EXERCISE PASSAGE.
Saturday, May 15, 2004

What Kind of Person?

In re-reading my previous post I must ask myself--what kind of person expects to win the lottery or to inherit millions or to be discovered as a fabulous character actress with no training whatsoever based solely on looks but doesn't expect to turn 30 or get married or have children?

What kind of person expects the completely unlikely or highly improbable and yet fails to foresee the inevitable, the usual, the run of the mill?

That person would have to be me. I'd rather not say 'what kind of person' at the moment because that I am that kind of person.

Tuesday, May 11, 2004

I never thought

I'd turn 30...or even live past 30 for that matter. That I'd get married. That I'd get a real job. That I'd be a non-smoker. I never thought I'd be an adult and for that I'm kicking myself since my failure to act like an adult up until now has caused me no end of grief.

I never thought I'd have children, really. I entertained the idea but didn't see it as real.

Now I have.

The one predictable thing, the one thing I thought: That I would go somewhat nuts or perhaps very nuts. That, I expected. That I always expect.

Somehow I thought it would be cooler. More romantic, literary even. Movie-esque. One Flew Over the Cuckoo's Nest, etc. And then tragic. I thought when things went wrong they'd also be tragic.

Think of something bad. Debts, for example...debts sound so much better when Dostoevsky has them.

STORED DATA.
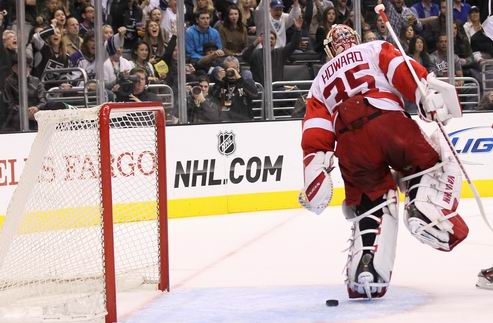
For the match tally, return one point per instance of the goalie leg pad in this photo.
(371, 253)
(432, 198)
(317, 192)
==
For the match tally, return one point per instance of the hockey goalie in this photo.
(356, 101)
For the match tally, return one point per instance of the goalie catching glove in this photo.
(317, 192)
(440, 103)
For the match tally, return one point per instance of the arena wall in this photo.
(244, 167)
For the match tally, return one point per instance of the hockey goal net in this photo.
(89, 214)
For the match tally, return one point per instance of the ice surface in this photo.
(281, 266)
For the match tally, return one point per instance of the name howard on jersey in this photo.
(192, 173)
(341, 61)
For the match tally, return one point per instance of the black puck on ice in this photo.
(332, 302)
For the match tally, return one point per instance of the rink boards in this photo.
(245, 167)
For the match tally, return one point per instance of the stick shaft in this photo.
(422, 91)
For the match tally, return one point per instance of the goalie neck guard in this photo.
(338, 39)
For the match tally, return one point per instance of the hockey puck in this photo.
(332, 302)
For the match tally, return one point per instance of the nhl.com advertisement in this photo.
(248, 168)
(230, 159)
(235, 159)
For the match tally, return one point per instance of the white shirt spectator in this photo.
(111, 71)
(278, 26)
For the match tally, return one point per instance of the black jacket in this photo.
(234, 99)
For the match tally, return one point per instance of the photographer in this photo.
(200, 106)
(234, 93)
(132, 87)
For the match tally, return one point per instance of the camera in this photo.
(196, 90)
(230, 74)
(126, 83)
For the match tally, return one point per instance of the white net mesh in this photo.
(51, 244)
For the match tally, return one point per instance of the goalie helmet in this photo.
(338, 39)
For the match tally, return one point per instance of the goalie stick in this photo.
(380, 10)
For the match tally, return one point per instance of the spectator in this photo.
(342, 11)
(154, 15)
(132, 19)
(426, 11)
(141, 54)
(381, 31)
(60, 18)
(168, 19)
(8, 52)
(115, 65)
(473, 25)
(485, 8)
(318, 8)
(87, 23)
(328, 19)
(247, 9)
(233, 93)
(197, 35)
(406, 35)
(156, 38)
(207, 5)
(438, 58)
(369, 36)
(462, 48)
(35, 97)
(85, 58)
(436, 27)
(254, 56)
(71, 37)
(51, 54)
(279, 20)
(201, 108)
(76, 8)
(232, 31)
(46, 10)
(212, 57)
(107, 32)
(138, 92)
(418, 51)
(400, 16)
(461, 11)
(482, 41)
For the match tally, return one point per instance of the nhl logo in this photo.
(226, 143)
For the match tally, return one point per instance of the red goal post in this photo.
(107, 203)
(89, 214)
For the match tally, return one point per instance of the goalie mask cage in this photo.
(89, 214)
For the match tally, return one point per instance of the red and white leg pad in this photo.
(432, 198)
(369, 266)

WORK TO COMPLETE.
1 > Answer these questions about the blog posts, one line per answer, marked (a), (b) and (c).
(a) What date is given for the entry titled "What Kind of Person?"
(b) Which film does the writer name when describing how going nuts might look?
(c) Which novelist is said to make debts sound better?
2 > In the blog posts, the entry headed "I never thought" names things the writer never expected to happen. List every one of them.
3 > Extend the blog posts about never expecting to grow up. Pick up right after their final sentence.

ANSWERS FOR THE EXERCISE.
1 >
(a) Saturday, May 15, 2004
(b) One Flew Over the Cuckoo's Nest
(c) Dostoevsky

2 >
- Turning 30, or even living past 30
- Getting married
- Getting a real job
- Being a non-smoker
- Being an adult
- Having children

3 >
The shocking fact I've now discovered: There's no such thing as tragedy. In fact, there is but: (1) It's very rare. (2) It doesn't ever happen to you. What happens to you is just ordinary and somewhat pathetic. (3) Or maybe when things have a framing narrative they can be the stuff of heartwrenching soundtrack but for the person living the life no framing narrative sticks or seems compelling. Tragedy is for the outside. Romance is for the spectator, not those involved.

The upshot is: I'm nuts. Come back when and if the medication starts working. Of course, I may rant (entertainingly, I hope) here before then. But what I read in the little brochure suggests it will be at least 6 weeks before sanity (of a relative sort, I don't expect miracles) arrives.

By the way... The baby is in-fucking-credible. An amazing baby. My reason to live. The baby is also fun to be around and perhaps the most cooperative and easygoing infant I have ever heard of. Nah, I can't blame it on the baby.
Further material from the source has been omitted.